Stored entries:
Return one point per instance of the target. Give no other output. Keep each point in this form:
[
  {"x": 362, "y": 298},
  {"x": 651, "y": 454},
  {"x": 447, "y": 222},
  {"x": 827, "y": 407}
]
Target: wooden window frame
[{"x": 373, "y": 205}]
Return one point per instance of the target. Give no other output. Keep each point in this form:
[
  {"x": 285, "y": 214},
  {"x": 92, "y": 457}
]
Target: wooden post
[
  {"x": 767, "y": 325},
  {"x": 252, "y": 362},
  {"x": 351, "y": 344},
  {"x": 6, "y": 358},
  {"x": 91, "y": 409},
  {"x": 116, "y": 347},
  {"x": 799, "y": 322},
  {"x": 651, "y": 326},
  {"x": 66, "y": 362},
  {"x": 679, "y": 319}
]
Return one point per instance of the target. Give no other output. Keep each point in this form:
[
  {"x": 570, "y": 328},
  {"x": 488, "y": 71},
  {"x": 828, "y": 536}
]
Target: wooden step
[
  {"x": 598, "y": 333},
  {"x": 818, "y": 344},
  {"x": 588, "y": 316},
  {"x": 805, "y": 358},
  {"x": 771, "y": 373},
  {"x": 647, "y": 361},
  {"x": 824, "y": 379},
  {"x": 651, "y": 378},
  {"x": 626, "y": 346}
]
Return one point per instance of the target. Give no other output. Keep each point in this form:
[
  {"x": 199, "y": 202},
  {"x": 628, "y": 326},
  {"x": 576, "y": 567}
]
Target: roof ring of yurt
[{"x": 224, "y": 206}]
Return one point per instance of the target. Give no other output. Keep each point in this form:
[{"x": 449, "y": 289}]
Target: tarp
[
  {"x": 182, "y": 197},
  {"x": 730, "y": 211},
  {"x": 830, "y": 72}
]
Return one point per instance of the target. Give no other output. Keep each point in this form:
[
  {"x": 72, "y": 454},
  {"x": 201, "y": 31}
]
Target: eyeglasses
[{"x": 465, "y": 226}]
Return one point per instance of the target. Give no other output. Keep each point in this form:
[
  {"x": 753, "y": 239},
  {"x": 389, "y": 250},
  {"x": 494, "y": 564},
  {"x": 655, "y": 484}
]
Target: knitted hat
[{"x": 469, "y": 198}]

_Stated goal_
Without leaving anything out, quote all the data.

_Output of the exercise_
Return one point per instance of the target. Give no other output. Keep each point in this form:
[
  {"x": 362, "y": 298},
  {"x": 651, "y": 454},
  {"x": 447, "y": 222},
  {"x": 827, "y": 407}
]
Target: wooden window frame
[{"x": 373, "y": 205}]
Return one point per instance of the target. Give no other output. Keep each point in this form:
[
  {"x": 285, "y": 214},
  {"x": 92, "y": 457}
]
Target: wooden post
[
  {"x": 767, "y": 325},
  {"x": 252, "y": 362},
  {"x": 351, "y": 344},
  {"x": 6, "y": 358},
  {"x": 91, "y": 409},
  {"x": 116, "y": 347},
  {"x": 799, "y": 322},
  {"x": 651, "y": 326},
  {"x": 66, "y": 362},
  {"x": 679, "y": 319}
]
Return one point per instance of the target. Give no other output. Keep each point in this form:
[
  {"x": 570, "y": 328},
  {"x": 488, "y": 71},
  {"x": 828, "y": 536}
]
Target: wooden step
[
  {"x": 598, "y": 333},
  {"x": 818, "y": 344},
  {"x": 588, "y": 316},
  {"x": 805, "y": 358},
  {"x": 771, "y": 373},
  {"x": 647, "y": 361},
  {"x": 824, "y": 379},
  {"x": 651, "y": 378},
  {"x": 626, "y": 346}
]
Return one point per instance of the target. Give no other output. Keep each point in this form:
[
  {"x": 199, "y": 202},
  {"x": 628, "y": 326},
  {"x": 576, "y": 567}
]
Target: roof ring of yurt
[{"x": 224, "y": 206}]
Return one point per instance of the target. Give no other output. Keep each point in this form:
[{"x": 449, "y": 289}]
Target: tarp
[
  {"x": 182, "y": 197},
  {"x": 730, "y": 211},
  {"x": 830, "y": 72}
]
Return one point per instance of the target. Give no other output. Keep each point in this form:
[
  {"x": 72, "y": 454},
  {"x": 201, "y": 31}
]
Target: eyeglasses
[{"x": 465, "y": 226}]
Return one point per instance of the target. Give no other output. Keep each point in this form:
[
  {"x": 753, "y": 239},
  {"x": 389, "y": 250},
  {"x": 494, "y": 564},
  {"x": 655, "y": 484}
]
Target: knitted hat
[{"x": 469, "y": 198}]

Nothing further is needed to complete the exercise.